* _SUPPLIED TEXT_:
════════════════════

And, guess what? You’re not going to believe this. They have 9 cash desks and, when needed, 9 cashiers. And what might be the reason for all this?

Well, gee, it’s probably to ensure that customers don’t have to wait in line to exit the store.

They love me!!! They’re happy that I shop here. And… they respect my time!!!

The life-time value of a customer is what counts and this little store has got me for life…or as long as I live in this city.

Remember, it’s not that first sale. It’s all the repeat purchases that build a successful business model.

Good business savvy demands over-the-top excellent customer service… all the way down the line.

It costs you a lot of money to acquire a new customer.

Have you ever tried to figure out just how much it costs, to acquire one new customer, in advertising and other promotional costs? Probably you haven’t.

And you probably haven’t tried to figure out how much of your profit comes from your loyal customers.

Well, at least you should understand that your loyal, repeat customers are giving you most of your profit. Think about it.

════════════════════

* _DATASET CONTENT_:

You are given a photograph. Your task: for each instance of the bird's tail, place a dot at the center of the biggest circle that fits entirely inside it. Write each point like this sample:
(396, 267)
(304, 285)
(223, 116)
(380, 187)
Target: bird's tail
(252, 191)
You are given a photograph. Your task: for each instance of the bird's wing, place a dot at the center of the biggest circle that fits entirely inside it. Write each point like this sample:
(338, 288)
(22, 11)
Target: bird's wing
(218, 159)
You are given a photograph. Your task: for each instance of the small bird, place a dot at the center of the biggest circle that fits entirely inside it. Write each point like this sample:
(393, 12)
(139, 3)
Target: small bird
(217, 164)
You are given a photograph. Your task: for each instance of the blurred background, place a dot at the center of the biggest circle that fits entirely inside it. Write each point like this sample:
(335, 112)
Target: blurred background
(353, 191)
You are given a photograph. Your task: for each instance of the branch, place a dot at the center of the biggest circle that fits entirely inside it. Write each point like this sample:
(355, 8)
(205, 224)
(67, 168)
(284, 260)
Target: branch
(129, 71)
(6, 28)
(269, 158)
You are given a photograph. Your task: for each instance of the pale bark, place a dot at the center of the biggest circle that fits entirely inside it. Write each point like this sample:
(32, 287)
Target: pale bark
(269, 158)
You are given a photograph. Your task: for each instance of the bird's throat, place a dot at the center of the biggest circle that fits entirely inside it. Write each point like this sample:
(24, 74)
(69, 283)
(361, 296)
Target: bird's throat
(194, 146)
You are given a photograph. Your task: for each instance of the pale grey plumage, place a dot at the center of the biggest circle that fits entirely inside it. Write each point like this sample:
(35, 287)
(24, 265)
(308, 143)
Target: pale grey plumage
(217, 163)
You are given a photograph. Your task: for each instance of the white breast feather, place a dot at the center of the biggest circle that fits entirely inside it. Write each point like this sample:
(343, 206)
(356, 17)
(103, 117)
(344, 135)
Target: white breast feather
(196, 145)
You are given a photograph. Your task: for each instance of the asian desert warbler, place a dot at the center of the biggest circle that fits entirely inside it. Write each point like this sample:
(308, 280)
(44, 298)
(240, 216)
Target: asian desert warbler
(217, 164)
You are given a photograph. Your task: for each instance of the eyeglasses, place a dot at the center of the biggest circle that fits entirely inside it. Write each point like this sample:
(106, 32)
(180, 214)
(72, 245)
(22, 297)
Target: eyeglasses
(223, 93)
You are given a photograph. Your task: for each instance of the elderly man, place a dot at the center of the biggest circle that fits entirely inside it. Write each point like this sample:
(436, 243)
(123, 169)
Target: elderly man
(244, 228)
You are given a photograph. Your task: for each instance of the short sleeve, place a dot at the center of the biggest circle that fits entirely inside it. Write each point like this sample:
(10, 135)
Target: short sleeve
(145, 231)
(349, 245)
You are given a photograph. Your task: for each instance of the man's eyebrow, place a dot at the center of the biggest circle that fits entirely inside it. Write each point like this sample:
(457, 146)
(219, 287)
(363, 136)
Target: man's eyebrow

════════════════════

* _QUESTIONS_:
- A) In the customer-loyalty text, how many cash desks does the store have?
- B) Decide whether each statement agrees with the customer-loyalty text, and support each yes or no with the text's own words: (i) The store can have 9 cashiers working when needed. (ii) Acquiring a new customer costs little. (iii) Loyal, repeat customers supply most of a business's profit.
- C) Carry on the customer-loyalty text from its last sentence.
The records have nothing to do with what comes next.

* _RESPONSES TO THE TASKS_:
- A) The store has 9 cash desks.

- B)
(i) Yes: "They have 9 cash desks and, when needed, 9 cashiers."
(ii) No: "It costs you a lot of money to acquire a new customer."
(iii) Yes: "your loyal, repeat customers are giving you most of your profit"

- C)
Without the loyal customer, who would pay for the marketing and advertising to get the new customer??

I probably won’t shop at Sluggish Giant again. They have what I need but I don’t like to shop there — I don’t FEEL good when I shop there.

They don’t like me or respect my time. Even if I do shop there again, I could never be considered one of their loyal customers.

So it’s worth noting that even a great product, at a great price…can be nullified by rotten customer service.

And it’s also worth noting that another place — like the Amazing Little Store — can leave you with great feelings about the experience, making you want to go back again and again even if you have to stop elsewhere to pick up the other things you need.

Convenience is not top of the list, but that’s ok.

So the perfect mix is: Great product, great value for the money…
… and great customer service.

It’s not brain surgery.

Apart from providing great service up front, if your customer has a problem, they better get personal service fast.

You will never make everyone happy, of course. You’ll always have unpredictable problems that just crank some folks so much it damages the relationship forever.

It happens.

And we’ll always see a very tiny percentage of strange customers who cannot ever be satisfied, because they’re nut jobs. Yes, some people are!

I came up through the ranks knowing that customer service can make or break a project; and a business.

Some businesses out there say “whatever”, and accept huge refund rates because they just don’t want to bother with good customer relations.

I don’t recommend that model. It’s a slippery slope all the way to bankruptcy.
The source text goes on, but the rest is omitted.